**TASK DESCRIPTION**: Copy every line below that contains the word "stem", and leave out the rest.

**LISTED ENTRIES**:
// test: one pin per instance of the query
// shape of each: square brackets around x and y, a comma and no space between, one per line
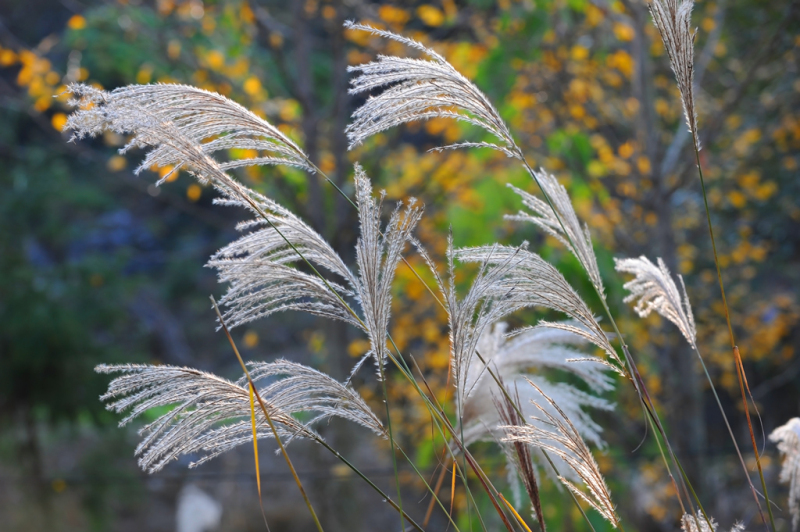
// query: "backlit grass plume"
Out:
[527,354]
[673,18]
[557,435]
[561,222]
[531,281]
[420,89]
[262,282]
[698,523]
[211,415]
[788,439]
[654,290]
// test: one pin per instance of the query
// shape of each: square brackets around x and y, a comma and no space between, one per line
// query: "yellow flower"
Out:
[76,22]
[430,15]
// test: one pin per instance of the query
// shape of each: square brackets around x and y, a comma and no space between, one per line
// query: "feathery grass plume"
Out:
[472,315]
[213,414]
[532,281]
[420,89]
[377,256]
[261,280]
[673,18]
[654,290]
[518,358]
[788,439]
[564,226]
[557,435]
[698,523]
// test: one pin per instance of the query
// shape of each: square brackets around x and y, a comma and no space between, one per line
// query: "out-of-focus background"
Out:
[97,265]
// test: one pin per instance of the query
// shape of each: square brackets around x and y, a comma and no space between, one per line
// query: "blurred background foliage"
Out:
[98,265]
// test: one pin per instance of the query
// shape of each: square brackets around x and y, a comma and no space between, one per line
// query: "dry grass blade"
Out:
[561,222]
[673,18]
[532,281]
[519,358]
[518,455]
[654,290]
[213,414]
[788,439]
[562,439]
[420,89]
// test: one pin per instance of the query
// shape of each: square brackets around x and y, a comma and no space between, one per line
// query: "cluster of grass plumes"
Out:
[282,264]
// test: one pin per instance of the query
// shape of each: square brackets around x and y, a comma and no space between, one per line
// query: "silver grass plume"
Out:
[420,89]
[184,126]
[556,435]
[213,414]
[788,439]
[654,290]
[563,223]
[377,255]
[261,283]
[699,523]
[532,281]
[521,355]
[260,276]
[673,18]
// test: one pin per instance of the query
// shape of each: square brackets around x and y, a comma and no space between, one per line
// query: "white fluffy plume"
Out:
[788,439]
[184,126]
[556,434]
[212,415]
[261,282]
[420,89]
[654,290]
[699,523]
[563,223]
[673,18]
[525,355]
[529,280]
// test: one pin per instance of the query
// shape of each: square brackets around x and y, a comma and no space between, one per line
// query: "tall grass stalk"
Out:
[673,20]
[183,126]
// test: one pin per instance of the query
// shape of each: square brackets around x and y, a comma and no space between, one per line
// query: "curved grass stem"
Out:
[737,360]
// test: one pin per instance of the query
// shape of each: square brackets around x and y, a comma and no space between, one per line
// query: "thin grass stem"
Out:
[734,348]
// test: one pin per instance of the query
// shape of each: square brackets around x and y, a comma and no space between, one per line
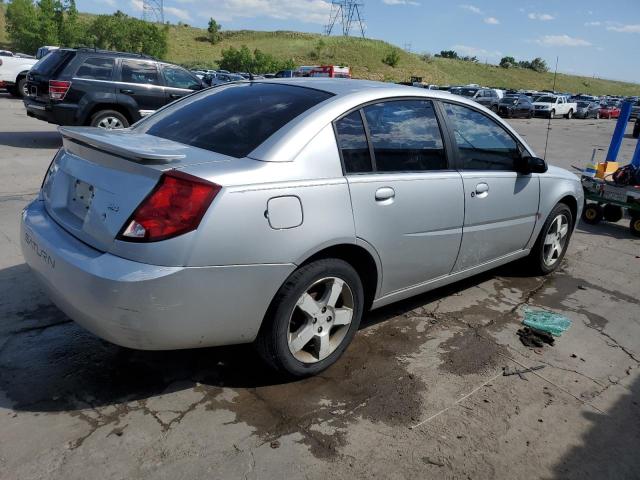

**CORRECT RESPONSE**:
// query: "curved grass stem"
// query: "thin grass stem"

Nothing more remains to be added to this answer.